┌────────
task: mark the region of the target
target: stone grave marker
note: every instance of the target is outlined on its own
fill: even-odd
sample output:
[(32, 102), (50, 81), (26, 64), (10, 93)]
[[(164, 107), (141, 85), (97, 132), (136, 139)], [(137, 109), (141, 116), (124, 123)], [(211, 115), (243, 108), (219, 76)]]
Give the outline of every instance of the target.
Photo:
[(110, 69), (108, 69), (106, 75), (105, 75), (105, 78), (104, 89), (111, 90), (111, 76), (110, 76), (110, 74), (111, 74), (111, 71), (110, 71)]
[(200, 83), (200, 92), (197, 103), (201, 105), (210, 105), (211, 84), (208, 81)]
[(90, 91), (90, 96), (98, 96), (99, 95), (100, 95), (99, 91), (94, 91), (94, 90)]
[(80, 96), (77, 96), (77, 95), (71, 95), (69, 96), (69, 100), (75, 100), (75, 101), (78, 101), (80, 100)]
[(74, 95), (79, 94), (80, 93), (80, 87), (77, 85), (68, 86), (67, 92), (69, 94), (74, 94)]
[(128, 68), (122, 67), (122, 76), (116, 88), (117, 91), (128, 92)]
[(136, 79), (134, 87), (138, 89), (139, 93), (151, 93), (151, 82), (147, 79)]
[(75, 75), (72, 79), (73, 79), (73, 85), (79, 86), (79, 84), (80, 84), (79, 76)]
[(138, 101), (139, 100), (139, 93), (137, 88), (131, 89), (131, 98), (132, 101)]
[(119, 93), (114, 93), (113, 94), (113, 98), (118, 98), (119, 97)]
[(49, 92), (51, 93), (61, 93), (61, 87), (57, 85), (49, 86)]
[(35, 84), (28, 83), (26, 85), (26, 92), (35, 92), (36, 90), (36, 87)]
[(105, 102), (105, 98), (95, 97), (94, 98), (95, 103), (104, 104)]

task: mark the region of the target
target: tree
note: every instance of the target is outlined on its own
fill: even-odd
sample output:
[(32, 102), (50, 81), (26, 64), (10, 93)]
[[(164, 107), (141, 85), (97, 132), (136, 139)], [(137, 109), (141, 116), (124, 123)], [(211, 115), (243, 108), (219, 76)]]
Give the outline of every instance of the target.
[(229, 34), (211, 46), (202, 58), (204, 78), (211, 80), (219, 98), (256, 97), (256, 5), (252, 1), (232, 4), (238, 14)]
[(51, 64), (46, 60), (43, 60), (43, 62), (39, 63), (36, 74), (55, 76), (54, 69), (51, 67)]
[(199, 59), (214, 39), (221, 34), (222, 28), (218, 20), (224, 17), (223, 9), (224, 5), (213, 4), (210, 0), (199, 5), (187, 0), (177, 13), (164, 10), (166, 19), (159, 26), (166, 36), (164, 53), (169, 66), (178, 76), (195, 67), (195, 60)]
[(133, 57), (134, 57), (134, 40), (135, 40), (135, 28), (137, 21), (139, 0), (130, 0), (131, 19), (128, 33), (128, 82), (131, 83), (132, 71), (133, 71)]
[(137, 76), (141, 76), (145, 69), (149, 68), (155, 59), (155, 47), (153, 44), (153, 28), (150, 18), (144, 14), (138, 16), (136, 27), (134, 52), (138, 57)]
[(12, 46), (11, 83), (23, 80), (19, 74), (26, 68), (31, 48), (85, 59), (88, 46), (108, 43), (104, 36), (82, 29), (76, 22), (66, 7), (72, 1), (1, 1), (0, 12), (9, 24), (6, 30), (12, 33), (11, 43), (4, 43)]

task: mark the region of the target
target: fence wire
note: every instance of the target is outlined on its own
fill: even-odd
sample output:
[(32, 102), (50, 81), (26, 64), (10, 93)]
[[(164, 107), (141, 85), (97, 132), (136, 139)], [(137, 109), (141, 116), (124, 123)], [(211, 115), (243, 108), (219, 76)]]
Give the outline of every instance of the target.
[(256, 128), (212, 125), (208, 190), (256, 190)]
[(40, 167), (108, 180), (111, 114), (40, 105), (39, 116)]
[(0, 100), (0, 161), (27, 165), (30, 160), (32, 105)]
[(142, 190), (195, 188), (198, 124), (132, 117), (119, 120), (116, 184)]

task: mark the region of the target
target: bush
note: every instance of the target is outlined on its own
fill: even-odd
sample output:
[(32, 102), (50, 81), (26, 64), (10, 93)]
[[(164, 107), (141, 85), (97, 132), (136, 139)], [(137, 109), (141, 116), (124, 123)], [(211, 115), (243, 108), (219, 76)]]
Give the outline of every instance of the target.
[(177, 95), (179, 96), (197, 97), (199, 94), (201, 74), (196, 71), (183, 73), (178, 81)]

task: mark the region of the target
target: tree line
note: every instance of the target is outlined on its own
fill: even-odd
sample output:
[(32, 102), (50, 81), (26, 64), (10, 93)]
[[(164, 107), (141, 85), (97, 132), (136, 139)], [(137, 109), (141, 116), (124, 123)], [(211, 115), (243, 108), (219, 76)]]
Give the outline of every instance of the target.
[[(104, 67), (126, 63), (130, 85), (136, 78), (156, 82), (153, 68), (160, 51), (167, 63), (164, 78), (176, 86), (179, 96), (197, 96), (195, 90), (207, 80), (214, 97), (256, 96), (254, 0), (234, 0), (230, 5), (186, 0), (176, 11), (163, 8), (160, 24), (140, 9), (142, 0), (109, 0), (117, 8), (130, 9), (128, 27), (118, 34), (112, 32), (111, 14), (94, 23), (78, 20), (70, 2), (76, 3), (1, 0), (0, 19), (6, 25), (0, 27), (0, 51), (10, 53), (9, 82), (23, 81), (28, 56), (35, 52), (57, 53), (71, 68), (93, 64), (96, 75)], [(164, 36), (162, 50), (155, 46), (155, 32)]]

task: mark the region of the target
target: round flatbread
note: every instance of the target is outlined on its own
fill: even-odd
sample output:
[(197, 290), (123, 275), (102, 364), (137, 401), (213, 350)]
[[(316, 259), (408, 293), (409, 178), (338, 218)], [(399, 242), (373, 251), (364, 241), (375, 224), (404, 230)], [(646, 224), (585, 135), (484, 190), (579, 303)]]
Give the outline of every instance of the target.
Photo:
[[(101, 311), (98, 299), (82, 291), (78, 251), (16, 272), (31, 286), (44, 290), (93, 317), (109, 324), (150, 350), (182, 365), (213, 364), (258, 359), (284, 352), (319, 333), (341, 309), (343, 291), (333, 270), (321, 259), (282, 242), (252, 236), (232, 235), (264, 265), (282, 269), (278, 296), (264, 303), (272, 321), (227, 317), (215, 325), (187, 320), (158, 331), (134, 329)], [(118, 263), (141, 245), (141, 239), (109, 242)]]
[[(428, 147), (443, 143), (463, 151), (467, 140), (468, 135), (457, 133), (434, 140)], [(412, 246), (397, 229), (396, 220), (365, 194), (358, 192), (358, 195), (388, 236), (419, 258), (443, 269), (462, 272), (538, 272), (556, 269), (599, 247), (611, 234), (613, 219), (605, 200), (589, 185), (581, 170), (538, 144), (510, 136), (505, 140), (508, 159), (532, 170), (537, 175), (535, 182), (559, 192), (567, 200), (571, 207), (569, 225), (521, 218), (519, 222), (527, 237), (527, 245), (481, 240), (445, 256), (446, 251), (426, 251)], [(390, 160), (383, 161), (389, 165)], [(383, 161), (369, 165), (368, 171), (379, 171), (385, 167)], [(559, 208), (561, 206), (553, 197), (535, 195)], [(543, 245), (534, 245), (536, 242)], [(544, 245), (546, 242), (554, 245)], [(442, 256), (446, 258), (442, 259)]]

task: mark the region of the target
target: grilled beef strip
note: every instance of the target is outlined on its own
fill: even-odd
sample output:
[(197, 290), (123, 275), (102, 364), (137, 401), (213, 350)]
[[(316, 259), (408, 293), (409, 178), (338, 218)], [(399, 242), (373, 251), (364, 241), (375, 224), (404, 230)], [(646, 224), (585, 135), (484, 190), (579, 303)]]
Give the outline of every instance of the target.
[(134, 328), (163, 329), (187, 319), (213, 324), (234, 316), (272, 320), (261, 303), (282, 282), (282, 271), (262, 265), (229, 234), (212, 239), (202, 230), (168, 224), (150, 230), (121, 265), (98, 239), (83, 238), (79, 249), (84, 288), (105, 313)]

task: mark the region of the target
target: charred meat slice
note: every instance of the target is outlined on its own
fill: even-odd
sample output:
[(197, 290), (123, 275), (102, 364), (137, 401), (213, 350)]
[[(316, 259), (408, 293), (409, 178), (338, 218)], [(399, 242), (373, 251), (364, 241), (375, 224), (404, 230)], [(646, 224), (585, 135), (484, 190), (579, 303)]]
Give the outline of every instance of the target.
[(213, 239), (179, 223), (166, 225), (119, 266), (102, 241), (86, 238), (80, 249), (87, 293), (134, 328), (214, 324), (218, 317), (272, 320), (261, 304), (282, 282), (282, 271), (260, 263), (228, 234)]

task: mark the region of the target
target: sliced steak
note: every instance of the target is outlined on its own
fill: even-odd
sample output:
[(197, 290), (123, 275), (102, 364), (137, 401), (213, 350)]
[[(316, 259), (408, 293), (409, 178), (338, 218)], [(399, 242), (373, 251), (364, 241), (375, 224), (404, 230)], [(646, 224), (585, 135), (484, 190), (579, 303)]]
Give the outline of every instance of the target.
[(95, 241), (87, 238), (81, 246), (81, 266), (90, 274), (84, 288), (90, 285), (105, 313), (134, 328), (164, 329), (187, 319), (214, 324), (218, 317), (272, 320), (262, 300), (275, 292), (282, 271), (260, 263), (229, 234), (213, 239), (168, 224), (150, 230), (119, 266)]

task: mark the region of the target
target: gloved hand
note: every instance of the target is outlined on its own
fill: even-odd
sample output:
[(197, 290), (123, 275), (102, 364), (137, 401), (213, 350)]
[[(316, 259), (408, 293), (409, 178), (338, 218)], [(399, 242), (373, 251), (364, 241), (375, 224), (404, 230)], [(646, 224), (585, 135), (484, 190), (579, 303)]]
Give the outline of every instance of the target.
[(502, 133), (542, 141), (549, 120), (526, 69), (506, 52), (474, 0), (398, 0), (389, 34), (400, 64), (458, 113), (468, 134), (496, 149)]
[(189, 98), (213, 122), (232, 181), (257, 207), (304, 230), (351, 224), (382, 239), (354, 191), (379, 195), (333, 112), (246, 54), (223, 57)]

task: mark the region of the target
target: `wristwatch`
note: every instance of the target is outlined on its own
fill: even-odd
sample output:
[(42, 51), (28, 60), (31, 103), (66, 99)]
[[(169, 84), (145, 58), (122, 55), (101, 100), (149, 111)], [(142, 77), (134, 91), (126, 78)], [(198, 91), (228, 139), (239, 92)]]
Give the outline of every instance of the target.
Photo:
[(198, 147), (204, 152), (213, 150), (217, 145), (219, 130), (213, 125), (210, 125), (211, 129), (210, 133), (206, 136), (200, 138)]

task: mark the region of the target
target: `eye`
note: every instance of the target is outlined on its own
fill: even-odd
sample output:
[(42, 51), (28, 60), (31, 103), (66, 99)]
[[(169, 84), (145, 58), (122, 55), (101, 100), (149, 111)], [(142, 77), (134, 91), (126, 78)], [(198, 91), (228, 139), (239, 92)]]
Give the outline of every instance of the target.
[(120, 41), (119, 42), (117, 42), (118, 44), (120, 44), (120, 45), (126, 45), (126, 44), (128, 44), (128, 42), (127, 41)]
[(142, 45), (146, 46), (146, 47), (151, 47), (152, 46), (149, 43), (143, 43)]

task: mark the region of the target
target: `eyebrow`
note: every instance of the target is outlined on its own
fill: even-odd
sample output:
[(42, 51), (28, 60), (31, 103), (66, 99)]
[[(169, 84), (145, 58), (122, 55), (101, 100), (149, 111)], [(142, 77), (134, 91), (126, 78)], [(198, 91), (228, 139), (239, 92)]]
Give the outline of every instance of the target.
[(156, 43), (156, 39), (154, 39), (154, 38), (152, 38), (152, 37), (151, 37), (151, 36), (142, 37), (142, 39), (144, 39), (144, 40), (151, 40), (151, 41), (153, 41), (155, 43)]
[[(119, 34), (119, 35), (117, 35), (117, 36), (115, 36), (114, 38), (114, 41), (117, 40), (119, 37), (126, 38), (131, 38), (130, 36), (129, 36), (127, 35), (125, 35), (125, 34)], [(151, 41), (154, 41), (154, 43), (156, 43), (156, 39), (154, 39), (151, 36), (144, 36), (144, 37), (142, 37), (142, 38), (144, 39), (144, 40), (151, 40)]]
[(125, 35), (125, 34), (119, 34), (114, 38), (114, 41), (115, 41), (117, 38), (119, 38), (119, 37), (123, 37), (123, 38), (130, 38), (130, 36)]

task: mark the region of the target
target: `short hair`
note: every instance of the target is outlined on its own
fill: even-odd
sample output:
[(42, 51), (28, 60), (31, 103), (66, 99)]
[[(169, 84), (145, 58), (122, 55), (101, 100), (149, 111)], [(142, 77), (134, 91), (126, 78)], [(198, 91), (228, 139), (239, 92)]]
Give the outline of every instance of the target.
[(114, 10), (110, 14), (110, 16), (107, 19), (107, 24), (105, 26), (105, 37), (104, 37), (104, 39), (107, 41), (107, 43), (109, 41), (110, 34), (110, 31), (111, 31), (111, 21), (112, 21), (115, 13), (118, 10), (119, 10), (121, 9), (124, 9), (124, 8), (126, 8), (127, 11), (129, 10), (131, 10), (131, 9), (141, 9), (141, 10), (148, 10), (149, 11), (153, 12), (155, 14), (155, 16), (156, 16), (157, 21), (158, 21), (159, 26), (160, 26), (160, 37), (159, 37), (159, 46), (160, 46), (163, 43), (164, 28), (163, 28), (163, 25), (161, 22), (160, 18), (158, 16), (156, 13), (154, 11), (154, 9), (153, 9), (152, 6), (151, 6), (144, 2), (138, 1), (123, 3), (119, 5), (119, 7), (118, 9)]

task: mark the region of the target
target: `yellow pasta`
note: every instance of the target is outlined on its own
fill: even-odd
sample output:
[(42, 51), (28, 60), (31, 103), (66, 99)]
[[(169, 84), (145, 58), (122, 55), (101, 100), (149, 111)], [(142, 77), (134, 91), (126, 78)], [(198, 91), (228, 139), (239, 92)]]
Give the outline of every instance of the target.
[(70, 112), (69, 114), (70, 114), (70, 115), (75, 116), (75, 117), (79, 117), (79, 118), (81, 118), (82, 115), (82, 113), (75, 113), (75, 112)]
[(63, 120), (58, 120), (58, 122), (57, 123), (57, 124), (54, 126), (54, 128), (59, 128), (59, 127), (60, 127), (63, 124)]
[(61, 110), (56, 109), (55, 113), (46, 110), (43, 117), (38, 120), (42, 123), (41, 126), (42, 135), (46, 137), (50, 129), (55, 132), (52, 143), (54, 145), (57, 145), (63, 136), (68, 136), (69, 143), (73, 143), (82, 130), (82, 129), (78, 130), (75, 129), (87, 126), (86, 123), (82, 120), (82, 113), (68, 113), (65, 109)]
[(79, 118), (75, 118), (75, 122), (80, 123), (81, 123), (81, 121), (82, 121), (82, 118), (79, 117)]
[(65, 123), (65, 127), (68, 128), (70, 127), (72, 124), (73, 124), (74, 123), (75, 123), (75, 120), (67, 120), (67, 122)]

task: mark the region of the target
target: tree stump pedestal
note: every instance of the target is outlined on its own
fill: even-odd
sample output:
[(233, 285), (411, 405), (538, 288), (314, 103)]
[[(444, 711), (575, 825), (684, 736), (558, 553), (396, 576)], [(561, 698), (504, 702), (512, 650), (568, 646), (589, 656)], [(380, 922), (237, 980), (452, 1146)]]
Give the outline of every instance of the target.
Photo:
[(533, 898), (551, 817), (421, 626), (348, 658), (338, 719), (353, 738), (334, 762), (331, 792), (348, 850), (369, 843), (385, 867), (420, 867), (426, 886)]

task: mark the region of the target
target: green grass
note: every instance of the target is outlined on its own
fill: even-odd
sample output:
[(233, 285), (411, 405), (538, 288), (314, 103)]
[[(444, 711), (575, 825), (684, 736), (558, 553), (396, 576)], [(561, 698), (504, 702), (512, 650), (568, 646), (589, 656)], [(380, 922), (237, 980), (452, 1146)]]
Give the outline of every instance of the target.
└────────
EXERCISE GOAL:
Copy the material verbatim from its first line up to and including the line with "101), (80, 100)]".

SOLVED EXERCISE:
task: mark the region of the target
target: stone grave marker
note: every instance of the target is outlined on its own
fill: even-odd
sample output:
[(32, 102), (50, 81), (26, 64), (10, 93)]
[[(164, 107), (141, 85), (97, 132), (136, 139)], [(137, 109), (141, 116), (124, 123)], [(211, 115), (243, 108), (219, 76)]]
Give the outline of every instance of the target.
Photo:
[(110, 69), (108, 69), (106, 75), (105, 75), (105, 78), (104, 89), (111, 90), (111, 76), (110, 76), (110, 74), (111, 74), (111, 71), (110, 71)]
[(200, 83), (200, 92), (197, 103), (201, 105), (210, 105), (211, 84), (208, 81)]
[(90, 91), (90, 96), (98, 96), (99, 95), (100, 95), (99, 91), (94, 91), (94, 90)]
[(80, 96), (77, 96), (77, 95), (71, 95), (69, 96), (69, 100), (75, 100), (75, 101), (78, 101), (80, 100)]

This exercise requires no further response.